*Requirements*:
[1] Answer these questions using the embezzlement article.
(a) Which song does the article open with, and who performs it?
(b) On what do many organizations rely for their volunteers to work honestly on their behalf?
(c) How much in Chapter funds did the Treasurer in the first example use, and for what?
[2] According to the embezzlement article, why do many organizations fail to put simple, cost-effective best practices in place against financial loss? Answer in one to three sentences.
[3] Carry on the embezzlement article from the point where it stops.

*Document passage*:
########

A hand reaching for money and increasing your risk


Ned Kirklin
Ned Kirklin
Senior Vice President, Fraternal

Ever heard of the song, “For the Love of Money” by The O’Jays? If it’s not ringing a bell…think Celebrity Apprentice (Money, Money, Money, Money — Money!). It’s catchy. It sticks with you. And well, who doesn’t love money? Song aside, the problem with money is that some people love it a little too much.

Sadly, embezzlement of monies is a problem that has plagued many non-profit and fraternal organizations. You see it on the news regularly.

You Aren’t Immune to Embezzlement

Many organizations rely on the good faith of their volunteers to work honestly on their behalf. As a result, many don’t implement simple and cost-effective best practices to help mitigate the organization’s exposure to financial loss.

Let me give you a couple of examples of embezzlement:

  1. In one case, money was collected via dues and fundraisers and given to the Chapter Treasurer. Months later, planning for formal was in high gear, and the deposit checks started bouncing. The Treasurer had used nearly $10,000 in Chapter funds to pay his personal bills, and the theft wasn’t discovered until he had completed his term as Treasurer.

########

*Collected data*:
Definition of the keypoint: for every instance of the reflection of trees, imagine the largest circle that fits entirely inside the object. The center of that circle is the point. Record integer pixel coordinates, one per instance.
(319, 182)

########

*Answers to the exercise*:
[1]
(a) "For the Love of Money" by The O'Jays.
(b) The good faith of their volunteers.
(c) Nearly $10,000, to pay his personal bills.

[2] Many organizations rely on the good faith of their volunteers to work honestly on their behalf. As a result, they don't implement simple and cost-effective best practices that would help reduce their exposure to financial loss.

[3]
  2. In another case, a local House Corporation had the same Treasurer for more than 25 years. The Corporation didn’t have Crime Coverage, and when it tried to apply to be a 501 (c) 3 Corporation for tax purposes, it was discovered that the Treasurer had stolen $175,000 over the course of his service as Treasurer. There was no insurance coverage for the House Corporation.
  3. A third case involved an alumna who was tasked with furnishing the new university-owned sorority house. By submitting invoices for furniture and equipment without ever actually providing the goods to the house, she defrauded the sorority for nearly $400,000. She was arrested and charged with wire fraud, bank fraud, and money laundering.

These cases share some similarities. A good system of checks and balances was missing. A single person was able to hide his or her activities. Audits of chapter and corporation finances didn’t happen regularly. Previously authorized users weren’t removed when their term of office ended. There was no approval process in place to double-check expenditures.

How You Can Protect Yourself Against Embezzlement

So, what can you do to ensure embezzlement of monies doesn’t happen to your organization (fraternal or otherwise)? While this isn’t a full list, here are some items to consider: 

  • Dual signatures — Require dual signatures on checks.
  • Separation of duty — Separate duties of monthly account reconciliation from the officer with check writing authority, and appoint another officer to be responsible for this function. Liquid asset accounts should be reconciled on a monthly basis.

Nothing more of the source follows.